▸ **EXERCISE**:
Rewrite every line of the items below, requests included, multiplying each vertex coordinate in the answers by 1.8 and rounding to the nearest whole number, with halves rounded up. Apply this to all the items.

▸ **DATA FOR PROCESSING**:
*****

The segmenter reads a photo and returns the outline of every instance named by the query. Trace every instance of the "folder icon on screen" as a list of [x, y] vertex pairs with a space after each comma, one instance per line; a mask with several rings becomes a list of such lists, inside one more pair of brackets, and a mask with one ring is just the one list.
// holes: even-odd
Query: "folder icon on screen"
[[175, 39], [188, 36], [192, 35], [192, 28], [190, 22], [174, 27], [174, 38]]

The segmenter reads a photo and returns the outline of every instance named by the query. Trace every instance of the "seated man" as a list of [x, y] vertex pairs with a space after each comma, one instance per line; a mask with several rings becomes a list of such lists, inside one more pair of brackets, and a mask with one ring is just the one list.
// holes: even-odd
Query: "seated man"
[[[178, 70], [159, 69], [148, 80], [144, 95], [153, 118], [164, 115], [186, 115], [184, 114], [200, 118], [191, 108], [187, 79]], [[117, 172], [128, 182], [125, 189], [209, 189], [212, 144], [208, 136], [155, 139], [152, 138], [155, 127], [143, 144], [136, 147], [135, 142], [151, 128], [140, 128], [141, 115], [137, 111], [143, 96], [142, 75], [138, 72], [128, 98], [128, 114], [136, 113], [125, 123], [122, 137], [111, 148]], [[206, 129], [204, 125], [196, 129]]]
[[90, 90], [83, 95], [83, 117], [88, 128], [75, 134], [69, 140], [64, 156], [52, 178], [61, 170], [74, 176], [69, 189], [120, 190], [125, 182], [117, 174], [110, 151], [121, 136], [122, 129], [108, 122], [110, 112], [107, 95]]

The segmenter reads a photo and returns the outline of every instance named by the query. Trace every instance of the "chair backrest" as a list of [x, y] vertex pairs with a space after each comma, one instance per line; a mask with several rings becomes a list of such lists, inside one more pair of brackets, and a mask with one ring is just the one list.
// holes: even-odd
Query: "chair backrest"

*****

▸ **CORRECT ANSWER**:
The segmenter reads a photo and returns the outline of every instance named by the query. Trace every instance of the "folder icon on screen" as a list of [x, y] vertex pairs with a space after each comma, one instance per line; a mask with several rings becomes a list of such lists, inside one more pair of brackets, and a mask with one ring is just the one list.
// holes: even-odd
Query: "folder icon on screen"
[[315, 70], [338, 65], [346, 63], [346, 50], [342, 40], [313, 49], [313, 68]]

The segmenter reads a photo and returns the outline of every instance named by the query. Trace every instance of the "seated man" as a list of [x, y] vertex pairs with a space after each comma, one instance per line; a mask with several rings becomes a list of such lists, inside one more pair of brackets, and a mask with one ring is just the one list.
// holes: even-odd
Query: "seated man"
[[[320, 126], [286, 124], [266, 144], [259, 171], [275, 212], [295, 207], [335, 207], [331, 205], [360, 212], [344, 194], [337, 142]], [[211, 310], [230, 328], [225, 340], [376, 340], [382, 259], [374, 245], [279, 250], [274, 248], [279, 229], [257, 259], [245, 265], [243, 256], [272, 230], [252, 230], [254, 207], [247, 200], [257, 173], [256, 135], [248, 130], [230, 176], [230, 205], [245, 203], [225, 221], [220, 247], [200, 266]], [[371, 232], [367, 225], [353, 232]]]
[[162, 162], [149, 171], [149, 211], [158, 230], [135, 241], [124, 252], [115, 281], [94, 320], [110, 306], [133, 317], [124, 340], [216, 342], [225, 328], [211, 313], [198, 272], [218, 245], [220, 232], [194, 220], [198, 202], [193, 171]]

The segmenter reads a photo and returns the outline of every instance named by the query. Trace every instance of the "chair backrest" as a list of [x, y] vertex pairs with a space after each comma, one instance per line; a mask with several rings becomes a list of such lists, inside one more pair of brackets, and a mask with one ring is just the one list.
// holes: even-odd
Query: "chair backrest"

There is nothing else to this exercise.